- **Problems to work on**
a – In the fixie post, reproduce word for word the part from "Now, I love" to "Come on. Really?".
b – Answer these from the fixie post:
(i) Where is the site Prolly Is Not Probably based?
(ii) What was the writer's first bike?
(iii) What is the name of the film whose trailer the writer found?

- **Given passage**

----

The fixie as a cultural influence. And some fixie tricks.

So I came across a site called ‘Prolly Is Not Probably‘. It straight away made me laugh when it described itself as a “website based in Brooklyn that covers a cross-section of cultural influences. Bikes, Music, Architecture, Media, Fashion, Art, whatever.”

Let me just pull that up and run it once again: “…a cross-section of cultural influences. Bikes, Music, Architecture, Media, Fashion, Art…”

Now, I love bikes. Right from my first bike, which was a second hand Raleigh girls bike (my Dad insists it was a boys bike, but it so obviously wasn’t that I just go along with it.  He must be deeply ashamed) I have loved bikes. I’ve messed around with BMXs, road bikes, commuters,  and various forms of mountain bikes over the years. And biking effects the way I live my life. But I think it’s being a little bit ostentatious to site ‘Bikes’ as a cultural influence. Come on. Really?

Anyway, that’s really an aside. What I wanted to post about here was a trailer for a video that I found on ‘Prolly Is Not Probably’; a trailer for a film called Empire. It’s about a year old, so don’t expect anything new here. It’s a film about ‘having fun with your bike in the city’, and it looks great: nice production values, lots of footage of hip looking guys and gals doing crazy shit on their fixies, cool locations… awesome, right?

I don’t know.

----

- **Data section**

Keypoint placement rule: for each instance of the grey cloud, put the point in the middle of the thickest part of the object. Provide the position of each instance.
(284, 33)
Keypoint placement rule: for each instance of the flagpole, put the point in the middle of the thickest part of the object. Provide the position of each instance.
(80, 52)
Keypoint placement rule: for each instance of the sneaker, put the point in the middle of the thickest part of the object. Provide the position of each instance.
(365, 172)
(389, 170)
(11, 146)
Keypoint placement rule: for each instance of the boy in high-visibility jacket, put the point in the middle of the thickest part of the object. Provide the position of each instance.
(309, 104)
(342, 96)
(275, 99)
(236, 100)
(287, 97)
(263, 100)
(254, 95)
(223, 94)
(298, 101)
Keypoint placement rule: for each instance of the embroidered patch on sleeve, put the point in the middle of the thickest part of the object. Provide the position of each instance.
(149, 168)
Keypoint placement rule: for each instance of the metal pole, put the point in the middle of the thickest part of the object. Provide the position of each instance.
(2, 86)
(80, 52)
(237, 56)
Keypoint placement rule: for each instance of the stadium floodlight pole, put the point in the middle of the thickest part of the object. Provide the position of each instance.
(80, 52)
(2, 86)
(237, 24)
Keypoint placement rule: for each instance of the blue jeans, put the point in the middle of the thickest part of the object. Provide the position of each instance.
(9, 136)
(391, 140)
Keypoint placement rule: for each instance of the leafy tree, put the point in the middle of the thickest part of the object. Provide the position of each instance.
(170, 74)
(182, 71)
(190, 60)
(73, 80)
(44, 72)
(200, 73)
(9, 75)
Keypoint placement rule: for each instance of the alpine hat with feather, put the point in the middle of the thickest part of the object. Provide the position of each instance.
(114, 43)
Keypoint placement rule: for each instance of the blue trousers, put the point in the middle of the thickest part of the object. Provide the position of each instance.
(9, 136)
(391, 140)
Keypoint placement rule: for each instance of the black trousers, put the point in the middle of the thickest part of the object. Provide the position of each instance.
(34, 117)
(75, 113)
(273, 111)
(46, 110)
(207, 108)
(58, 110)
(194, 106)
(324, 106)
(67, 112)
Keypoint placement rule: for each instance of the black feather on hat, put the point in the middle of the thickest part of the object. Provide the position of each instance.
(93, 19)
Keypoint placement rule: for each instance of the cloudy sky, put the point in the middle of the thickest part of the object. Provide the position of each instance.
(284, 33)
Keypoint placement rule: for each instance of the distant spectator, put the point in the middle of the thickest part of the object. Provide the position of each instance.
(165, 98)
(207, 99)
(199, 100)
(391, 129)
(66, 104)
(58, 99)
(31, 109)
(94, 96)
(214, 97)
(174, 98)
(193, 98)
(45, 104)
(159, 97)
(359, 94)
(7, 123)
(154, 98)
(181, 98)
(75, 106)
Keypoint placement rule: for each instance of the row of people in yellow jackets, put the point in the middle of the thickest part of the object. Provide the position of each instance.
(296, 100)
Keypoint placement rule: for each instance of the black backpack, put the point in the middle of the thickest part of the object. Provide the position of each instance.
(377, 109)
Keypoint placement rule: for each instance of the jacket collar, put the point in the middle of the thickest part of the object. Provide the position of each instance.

----

- **Task-by-task answers**
a –
Now, I love bikes. Right from my first bike, which was a second hand Raleigh girls bike (my Dad insists it was a boys bike, but it so obviously wasn’t that I just go along with it.  He must be deeply ashamed) I have loved bikes. I’ve messed around with BMXs, road bikes, commuters,  and various forms of mountain bikes over the years. And biking effects the way I live my life. But I think it’s being a little bit ostentatious to site ‘Bikes’ as a cultural influence. Come on. Really?

b –
(i) Brooklyn
(ii) A second hand Raleigh girls bike
(iii) Empire